» MATERIAL TO PROCESS:
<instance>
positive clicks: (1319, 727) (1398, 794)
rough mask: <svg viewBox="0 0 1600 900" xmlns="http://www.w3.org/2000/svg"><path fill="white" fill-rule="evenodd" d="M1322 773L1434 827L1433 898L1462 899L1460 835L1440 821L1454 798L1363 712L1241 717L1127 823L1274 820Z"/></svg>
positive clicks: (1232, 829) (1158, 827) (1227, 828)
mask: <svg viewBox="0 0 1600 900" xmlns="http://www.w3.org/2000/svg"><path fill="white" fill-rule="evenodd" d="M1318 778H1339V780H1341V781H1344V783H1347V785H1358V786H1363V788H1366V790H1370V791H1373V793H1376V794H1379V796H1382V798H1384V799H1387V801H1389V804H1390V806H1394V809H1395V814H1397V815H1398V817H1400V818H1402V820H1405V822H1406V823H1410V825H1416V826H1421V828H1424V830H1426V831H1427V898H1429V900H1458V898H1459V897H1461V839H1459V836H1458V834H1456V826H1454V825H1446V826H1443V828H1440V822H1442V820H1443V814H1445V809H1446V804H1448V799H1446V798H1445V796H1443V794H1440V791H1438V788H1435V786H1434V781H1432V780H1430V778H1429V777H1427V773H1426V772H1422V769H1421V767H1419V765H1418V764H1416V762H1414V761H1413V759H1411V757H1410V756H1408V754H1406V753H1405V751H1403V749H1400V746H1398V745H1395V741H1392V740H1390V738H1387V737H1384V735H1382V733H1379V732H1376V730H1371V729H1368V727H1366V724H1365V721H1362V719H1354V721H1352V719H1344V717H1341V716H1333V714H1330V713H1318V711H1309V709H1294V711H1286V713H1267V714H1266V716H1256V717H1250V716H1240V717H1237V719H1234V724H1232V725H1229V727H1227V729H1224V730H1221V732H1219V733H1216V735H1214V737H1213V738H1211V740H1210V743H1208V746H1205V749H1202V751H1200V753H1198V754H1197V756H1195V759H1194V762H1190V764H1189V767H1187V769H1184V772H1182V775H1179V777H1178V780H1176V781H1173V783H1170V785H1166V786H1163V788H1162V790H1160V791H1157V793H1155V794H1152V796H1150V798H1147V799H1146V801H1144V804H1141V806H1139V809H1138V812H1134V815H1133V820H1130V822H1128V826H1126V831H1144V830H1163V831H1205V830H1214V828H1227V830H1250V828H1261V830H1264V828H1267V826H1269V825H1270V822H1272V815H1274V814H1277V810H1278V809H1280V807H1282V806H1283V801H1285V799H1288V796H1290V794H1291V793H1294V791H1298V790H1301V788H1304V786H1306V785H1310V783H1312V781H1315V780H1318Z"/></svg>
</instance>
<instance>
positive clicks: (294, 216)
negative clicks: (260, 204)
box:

» ABOUT THIS TASK:
All lines from the one containing "positive clicks: (294, 216)" to the last line of the material above must be copied exactly, and only those.

» RESPONSE AREA:
positive clicks: (294, 216)
negative clicks: (260, 204)
box:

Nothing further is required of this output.